Source material:
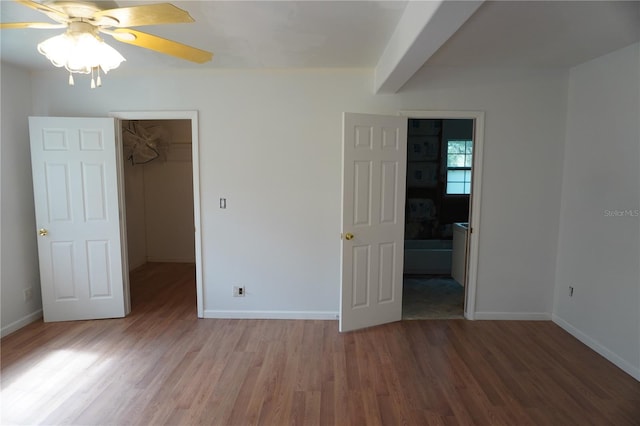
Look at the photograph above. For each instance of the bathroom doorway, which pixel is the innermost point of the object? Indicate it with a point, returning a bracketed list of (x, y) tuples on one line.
[(440, 158)]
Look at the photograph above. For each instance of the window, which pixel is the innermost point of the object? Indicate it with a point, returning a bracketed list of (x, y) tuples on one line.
[(459, 162)]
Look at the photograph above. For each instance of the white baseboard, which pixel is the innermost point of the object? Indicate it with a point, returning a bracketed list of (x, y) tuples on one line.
[(512, 316), (24, 321), (170, 260), (308, 315), (625, 366)]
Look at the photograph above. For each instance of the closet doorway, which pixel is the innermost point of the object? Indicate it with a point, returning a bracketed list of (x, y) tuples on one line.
[(159, 189), (444, 160)]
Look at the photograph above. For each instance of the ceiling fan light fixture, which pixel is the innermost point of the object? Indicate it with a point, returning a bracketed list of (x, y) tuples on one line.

Description of the task: Everything from the line with "the window, which" through the last line of the material above should be echoed exactly, and nothing else.

Response for this exercise:
Look at the photograph above. For each instance of the window, which pixel is the innermost point of the object? Indicate it with a point, returning a bracketed list of (x, y) tuples on one line.
[(459, 162)]
Look at the photograph above. For each instance of the white baseboard, which pixel is the innermost point of the object? Indicate it with a point, returning a bracketed list of (x, y) tuples on one line.
[(512, 316), (24, 321), (170, 260), (308, 315), (625, 366)]
Look at the photograph above. For each instance of the closet doorway, which pixel is the innermost point of the object? Indicate it with a point, returning a bracketed list of (x, y) tuples on one line.
[(159, 189), (444, 160)]
Look at the photograph above. For each instance of the ceiling fan light fixture, which pixel is the innermost point of the object? Indicate it with a point, returning a bracketed list of (x, y) tuples on one line.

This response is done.